▸ RECORDS PROVIDED
==============================

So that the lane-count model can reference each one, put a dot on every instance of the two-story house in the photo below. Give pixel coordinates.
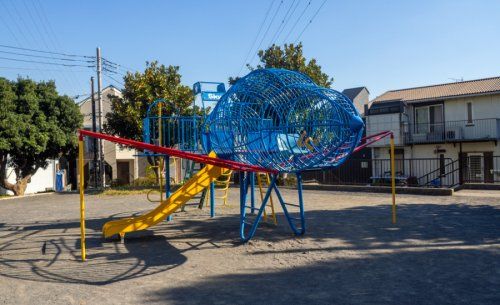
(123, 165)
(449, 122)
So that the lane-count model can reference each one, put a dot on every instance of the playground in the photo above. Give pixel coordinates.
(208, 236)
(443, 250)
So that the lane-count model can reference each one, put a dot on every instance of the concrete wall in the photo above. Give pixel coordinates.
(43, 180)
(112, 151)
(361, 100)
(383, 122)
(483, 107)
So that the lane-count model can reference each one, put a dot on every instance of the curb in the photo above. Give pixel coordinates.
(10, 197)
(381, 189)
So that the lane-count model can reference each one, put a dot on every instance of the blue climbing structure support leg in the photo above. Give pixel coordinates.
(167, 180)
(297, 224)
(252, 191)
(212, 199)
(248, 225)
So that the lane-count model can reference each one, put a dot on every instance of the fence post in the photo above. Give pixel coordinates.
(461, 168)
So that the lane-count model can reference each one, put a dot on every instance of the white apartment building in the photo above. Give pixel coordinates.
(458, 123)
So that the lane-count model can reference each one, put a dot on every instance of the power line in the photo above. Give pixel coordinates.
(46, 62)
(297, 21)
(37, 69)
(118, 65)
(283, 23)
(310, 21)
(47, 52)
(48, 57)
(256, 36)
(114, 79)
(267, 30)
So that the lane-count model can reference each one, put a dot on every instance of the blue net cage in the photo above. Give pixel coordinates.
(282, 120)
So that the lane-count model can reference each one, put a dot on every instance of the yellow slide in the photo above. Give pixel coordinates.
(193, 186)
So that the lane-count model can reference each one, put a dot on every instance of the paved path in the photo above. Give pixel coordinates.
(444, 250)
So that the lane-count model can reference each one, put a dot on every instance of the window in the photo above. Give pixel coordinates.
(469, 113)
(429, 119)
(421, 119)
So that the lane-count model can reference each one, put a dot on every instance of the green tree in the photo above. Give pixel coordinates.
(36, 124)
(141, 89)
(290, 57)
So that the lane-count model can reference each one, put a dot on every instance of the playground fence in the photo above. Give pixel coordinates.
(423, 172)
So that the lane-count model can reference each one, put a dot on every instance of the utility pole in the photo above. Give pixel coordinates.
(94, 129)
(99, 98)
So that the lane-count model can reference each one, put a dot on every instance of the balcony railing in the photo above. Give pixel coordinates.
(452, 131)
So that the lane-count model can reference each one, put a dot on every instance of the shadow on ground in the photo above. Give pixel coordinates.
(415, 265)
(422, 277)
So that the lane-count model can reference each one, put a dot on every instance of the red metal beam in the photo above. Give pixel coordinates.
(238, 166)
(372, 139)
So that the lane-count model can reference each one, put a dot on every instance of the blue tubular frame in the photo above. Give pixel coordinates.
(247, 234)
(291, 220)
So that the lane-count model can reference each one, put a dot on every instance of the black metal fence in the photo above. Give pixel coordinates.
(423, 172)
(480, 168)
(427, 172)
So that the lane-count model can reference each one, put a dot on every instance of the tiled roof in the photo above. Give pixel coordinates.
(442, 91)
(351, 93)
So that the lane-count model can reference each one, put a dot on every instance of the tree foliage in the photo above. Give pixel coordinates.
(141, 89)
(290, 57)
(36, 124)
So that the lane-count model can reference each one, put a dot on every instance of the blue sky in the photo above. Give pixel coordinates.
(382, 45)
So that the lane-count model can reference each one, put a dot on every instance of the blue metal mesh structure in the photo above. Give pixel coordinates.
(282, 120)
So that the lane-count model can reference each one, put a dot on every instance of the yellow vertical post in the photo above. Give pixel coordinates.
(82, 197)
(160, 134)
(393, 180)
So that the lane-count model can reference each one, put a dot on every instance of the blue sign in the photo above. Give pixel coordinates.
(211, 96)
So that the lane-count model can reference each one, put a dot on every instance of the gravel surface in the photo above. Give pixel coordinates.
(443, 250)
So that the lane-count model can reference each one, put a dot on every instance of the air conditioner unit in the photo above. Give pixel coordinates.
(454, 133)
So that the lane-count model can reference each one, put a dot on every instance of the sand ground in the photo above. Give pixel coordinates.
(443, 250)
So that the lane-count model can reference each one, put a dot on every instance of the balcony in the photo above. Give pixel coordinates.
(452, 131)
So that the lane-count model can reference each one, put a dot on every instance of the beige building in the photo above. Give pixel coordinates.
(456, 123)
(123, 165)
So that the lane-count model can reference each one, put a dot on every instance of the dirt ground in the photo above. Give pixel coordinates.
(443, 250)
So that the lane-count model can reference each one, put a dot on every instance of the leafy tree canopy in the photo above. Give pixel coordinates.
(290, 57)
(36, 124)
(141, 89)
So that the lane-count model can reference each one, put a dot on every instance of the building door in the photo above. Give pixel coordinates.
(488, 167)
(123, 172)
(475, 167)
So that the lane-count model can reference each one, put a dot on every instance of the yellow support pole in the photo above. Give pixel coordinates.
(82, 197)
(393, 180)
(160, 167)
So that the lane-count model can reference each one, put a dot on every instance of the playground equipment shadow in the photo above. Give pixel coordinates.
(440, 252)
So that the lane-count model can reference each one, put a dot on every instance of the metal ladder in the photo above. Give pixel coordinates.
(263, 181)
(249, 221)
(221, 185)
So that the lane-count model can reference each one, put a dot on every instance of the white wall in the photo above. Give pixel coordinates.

==============================

▸ PROBLEM TO WORK ON
Exclude the pictures. Write out the remaining data exactly.

▸ EXERCISE RESPONSE
So that the lane-count model can reference each one, put a dot on every instance of the two-story house in the photo below. Give pixel coordinates.
(123, 165)
(449, 122)
So that the lane-count model can reference each one, put a dot on every instance of the playground in the photo above. Give pixel coordinates.
(208, 236)
(443, 250)
So that the lane-count model can reference each one, put a dot on every instance of the concrete wall in the photo above. Give pixel coordinates.
(43, 180)
(112, 151)
(361, 100)
(383, 122)
(483, 107)
So that the lane-count model can reference each one, put a dot on every instance of the curb in the photo above. Give pixel coordinates.
(10, 197)
(381, 189)
So that the lane-count model can reference each one, put a dot on every instance of the blue climbing structure support leg in the photo above. Give pixel coordinates.
(167, 180)
(297, 224)
(252, 191)
(212, 199)
(248, 225)
So that the lane-count model can reference each one, put a dot on every instance of the fence post in the photo above. Give pixel coordinates.
(461, 168)
So that the lane-count model can reference each one, put a dot on every instance of the white apartment building in the photo above. Give pixel coordinates.
(458, 123)
So that the lane-count model can reference each one, put a dot on every instance of the power line in the photo above. Give pixel coordinates.
(46, 62)
(297, 21)
(37, 69)
(118, 65)
(283, 23)
(310, 21)
(47, 52)
(48, 57)
(256, 36)
(114, 79)
(267, 30)
So that the lane-count model can reference each one, put a dot on every instance of the blue net cage in the photo above. Give pixel coordinates.
(282, 120)
So that the lane-count model can reference each one, put a dot on every instance of the yellow slide in the photo above. Give pixel coordinates.
(193, 186)
So that the lane-count model can reference each one, put a dot on every instance of the paved path in the photo above. Give pixel coordinates.
(444, 250)
So that the lane-count model can reference each one, put a dot on every instance of the window in the photo above. Give pixel coordinates.
(469, 113)
(429, 119)
(421, 119)
So that the lane-count model can reference each one, put a dot on every instance of the green tree in the photo above. Give pixel coordinates.
(36, 124)
(141, 89)
(290, 57)
So that the lane-count model can reference each one, put a dot on every instance of the playground fence in the photo above. Give pixel coordinates.
(423, 172)
So that the lane-count model can reference each one, put a dot on every instance of the utility pole in the photo above. Give pixel coordinates.
(94, 129)
(99, 98)
So that the lane-count model can reference each one, put a dot on every instance of the balcony railing in the photo above. Give pixel coordinates.
(452, 131)
So that the lane-count model can reference each one, put a dot on every instance of the shadow on ground in the photo above. Give pixel coordinates.
(415, 265)
(422, 277)
So that the lane-count model can reference each one, put a dot on every instance of the red metal beam in the photo above. Give pixel coordinates.
(238, 166)
(372, 139)
So that the lane-count model can reference each one, put a dot on every instance of the blue tubular frame in the photo above. Give pixel coordinates.
(247, 234)
(291, 220)
So that the lane-count model can reference each one, put a dot on every instance of the black metal fence in the photo above. Give pixel coordinates.
(423, 172)
(480, 168)
(427, 172)
So that the lane-count model can reference each one, put a dot on every instance of the tiled roof in the photo above. Give pixel coordinates.
(442, 91)
(351, 93)
So that the lane-count model can reference each one, put a dot on every instance of the tree foliage in the photo above. Give pixel coordinates.
(141, 89)
(290, 57)
(36, 124)
So that the lane-count model can reference each one, put a dot on every instance of the blue sky in the photo above. Give pixel coordinates.
(382, 45)
So that the lane-count model can reference each one, put a dot on every instance of the blue metal mesh structure in the photo above. Give pixel coordinates.
(282, 120)
So that the lane-count model can reference each one, put a dot on every instance of the yellow vertical post in the photo above. Give pixel coordinates.
(82, 197)
(160, 134)
(393, 180)
So that the lane-count model can reference each one, put a dot on every instance of the blue sign in the photo above. Give pixel coordinates.
(211, 96)
So that the lane-count model can reference each one, put a dot on every instance of the gravel surface in the photo above. Give pixel coordinates.
(443, 250)
So that the lane-count model can reference each one, put a dot on every instance of the air conditioner unit in the photo above. Give pixel coordinates.
(454, 133)
So that the lane-count model can reference each one, put a dot on every instance of the sand ground in the photo above. Give pixel coordinates.
(443, 250)
So that the lane-count model can reference each one, put a dot on every instance of the balcony in the photo above. Give pixel coordinates.
(452, 131)
So that the lane-count model can reference each one, put a dot on every instance of the beige building in the photo above. Give pixel coordinates.
(456, 123)
(123, 165)
So that the lane-count model can reference each one, put a dot on every instance of the dirt ground in the photo above. Give pixel coordinates.
(443, 250)
So that the lane-count model can reference each one, put a dot on every instance of the leafy tree canopy in the photo above. Give pixel coordinates.
(290, 57)
(36, 124)
(141, 89)
So that the lane-count model can reference each one, put a dot on every instance of the building door in the photo above. Give pixel coordinates.
(488, 167)
(123, 172)
(475, 167)
So that the lane-count model can reference each one, put a dot on every instance of the yellow support pole in the photo above. Give pixel coordinates.
(82, 197)
(393, 180)
(160, 167)
So that the lane-count model can reference each one, put a dot on every instance of the playground equipment shadow in the photo above. Give pixel coordinates.
(440, 252)
So that the lane-count model can reference each one, put a dot on every instance of the metal ladder in the photo above. Give pixel coordinates.
(263, 181)
(249, 221)
(221, 185)
So that the lane-count model can reference each one, put a dot on every instance of the white wall in the photo above. Give pixel coordinates.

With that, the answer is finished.